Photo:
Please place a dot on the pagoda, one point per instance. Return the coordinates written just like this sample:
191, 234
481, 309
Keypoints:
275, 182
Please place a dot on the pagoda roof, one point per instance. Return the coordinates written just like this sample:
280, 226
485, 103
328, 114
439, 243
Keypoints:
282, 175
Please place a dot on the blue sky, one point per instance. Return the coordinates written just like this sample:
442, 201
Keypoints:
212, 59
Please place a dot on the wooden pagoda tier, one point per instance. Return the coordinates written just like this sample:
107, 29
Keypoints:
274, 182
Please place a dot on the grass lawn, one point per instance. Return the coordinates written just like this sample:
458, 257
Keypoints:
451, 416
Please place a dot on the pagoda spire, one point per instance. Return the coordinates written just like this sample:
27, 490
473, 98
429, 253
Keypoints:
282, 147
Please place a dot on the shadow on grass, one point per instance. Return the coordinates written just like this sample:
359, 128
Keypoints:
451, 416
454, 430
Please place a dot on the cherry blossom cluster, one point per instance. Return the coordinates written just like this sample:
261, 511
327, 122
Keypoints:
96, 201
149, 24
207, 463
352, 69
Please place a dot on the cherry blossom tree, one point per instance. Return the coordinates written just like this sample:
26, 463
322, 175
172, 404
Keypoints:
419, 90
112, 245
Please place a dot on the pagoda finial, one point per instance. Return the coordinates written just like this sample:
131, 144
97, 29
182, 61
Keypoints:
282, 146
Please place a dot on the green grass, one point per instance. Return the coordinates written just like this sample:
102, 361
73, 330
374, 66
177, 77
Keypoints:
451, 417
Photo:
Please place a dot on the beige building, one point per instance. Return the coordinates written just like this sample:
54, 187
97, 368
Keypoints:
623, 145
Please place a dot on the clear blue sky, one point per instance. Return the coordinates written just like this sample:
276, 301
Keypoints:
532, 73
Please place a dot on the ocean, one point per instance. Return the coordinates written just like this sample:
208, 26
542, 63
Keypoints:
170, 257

┄┄┄┄┄┄┄┄┄┄

Reproduce every line from the one containing "Please place a dot on the pagoda roof, one" through the end of the entries, both ends included, with the requests kept in place. Rescale each answer coordinate by multiplying it by 1.35 and rounding to a whole number, with halves rounded up. Leave the numbers in the requests and their format samples unchanged.

*Response below*.
Please place a dot on the pagoda roof, one point per instance. Return the coordinates written just like this sample:
280, 226
485, 103
328, 114
439, 243
Keypoints:
381, 236
Please place a dot on the blue sky, one point per instance. Return the coordinates written just like this sample:
442, 201
Keypoints:
286, 80
Please place a dot on the wooden pagoda tier, one point per instance. Return the coordinates written just like this sample:
107, 29
Keypoints:
370, 246
Please place a dot on the grass lawn, one point per instance. Return the coordinates written just like this sample:
458, 257
Keypoints:
609, 562
Please place a dot on the pagoda spire, one point per instance. Return the coordinates written just like this sample:
27, 490
473, 98
429, 253
Keypoints:
381, 198
Please place a dot on the shadow on grass, one point per instance. Return the coordinates written just like this sample:
359, 128
Keypoints:
609, 562
613, 581
Please place a dot on the cherry blossom cluster, one point per instance. Return the coordinates written just like this sample:
261, 511
327, 122
Keypoints:
130, 271
201, 32
279, 625
475, 93
Please place a dot on the cherry blossom tree, one point per instance. Return the coordinates written just like this sample:
26, 463
322, 175
172, 404
Keypoints:
566, 122
151, 331
Please place a dot on the pagoda finial, one point per instance. Return the coordinates written just like this sample:
131, 144
97, 29
182, 61
Keypoints:
381, 197
Please place a dot on the green grass, one point per instance. Return the coordinates written just like this sample:
102, 361
73, 330
374, 66
177, 77
Keypoints:
609, 563
Photo:
Please place a dot on the beige building, one point per instance. Return the coordinates written just like this sample:
54, 187
97, 368
Keypoints:
841, 196
Please place a dot on the clear blue sky, one point per instance. Return the coordinates written just like this sample:
276, 301
Keypoints:
718, 99
Please place a dot on the ocean, one point per instance. Return the coordinates written just like this sample:
208, 26
542, 63
Keypoints:
230, 347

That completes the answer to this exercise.